A huge controversy has broken out in Spain amidst the disastrous coronavirus crisis with the revelations that hundreds of thousands of tests for the virus acquired by the country's health ministry, acting under a new centralized regime to cope with the emergency, have been found to be defective. After an initial batch of 9,000 tests was announced as unreliable yesterday, the numbers have grown this Friday. First, radio network Cadena Ser raised the figure to 50,000. Now, it has been admitted that a total of 650,000 tests acquired by Salvador Illa's health ministry are useless.
The minister Illa himself confirmed this afternoon that 659,000 tests purchased will have to be replaced, acknowledging that they do not have "the required level of reliability". It appears that the scandal is so great that the ministry decided yesterday to leak it in stages.
With this figure, it is an entire shipment that is defective. The minister did not want to reveal who the supplier was, and he explained the situation by saying that the tests were Chinese and were bought on the basis that they conformed to European standards of reliability and approval.

*Exercise instructions*. Copy word for word everything in the piece on Spain's faulty virus tests from "The minister Illa" down to "it in stages.".

*Given entries*.
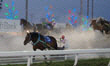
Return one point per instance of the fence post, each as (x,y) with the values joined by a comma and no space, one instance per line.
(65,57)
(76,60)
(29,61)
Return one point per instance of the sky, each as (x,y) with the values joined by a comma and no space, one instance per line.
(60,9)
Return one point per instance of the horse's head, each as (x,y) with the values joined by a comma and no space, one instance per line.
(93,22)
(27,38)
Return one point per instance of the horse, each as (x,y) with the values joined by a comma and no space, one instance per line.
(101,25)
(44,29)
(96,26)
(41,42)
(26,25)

==

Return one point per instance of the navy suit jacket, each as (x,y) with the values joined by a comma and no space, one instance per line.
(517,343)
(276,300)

==

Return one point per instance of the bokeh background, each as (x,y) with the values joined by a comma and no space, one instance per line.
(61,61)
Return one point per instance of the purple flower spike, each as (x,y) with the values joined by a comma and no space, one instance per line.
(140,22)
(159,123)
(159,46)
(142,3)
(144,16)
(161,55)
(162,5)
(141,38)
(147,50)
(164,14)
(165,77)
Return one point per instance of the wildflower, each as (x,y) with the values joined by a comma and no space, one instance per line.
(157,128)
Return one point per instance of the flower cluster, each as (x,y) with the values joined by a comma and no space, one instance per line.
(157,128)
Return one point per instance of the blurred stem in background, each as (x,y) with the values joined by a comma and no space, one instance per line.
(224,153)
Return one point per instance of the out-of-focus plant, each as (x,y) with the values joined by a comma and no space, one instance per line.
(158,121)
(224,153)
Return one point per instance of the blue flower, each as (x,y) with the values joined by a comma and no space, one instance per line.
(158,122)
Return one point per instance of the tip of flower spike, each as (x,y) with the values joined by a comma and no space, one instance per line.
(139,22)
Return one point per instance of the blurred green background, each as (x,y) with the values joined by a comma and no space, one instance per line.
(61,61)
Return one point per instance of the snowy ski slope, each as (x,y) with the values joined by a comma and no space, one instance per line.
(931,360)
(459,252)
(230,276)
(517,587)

*Result*.
The minister Illa himself confirmed this afternoon that 659,000 tests purchased will have to be replaced, acknowledging that they do not have "the required level of reliability". It appears that the scandal is so great that the ministry decided yesterday to leak it in stages.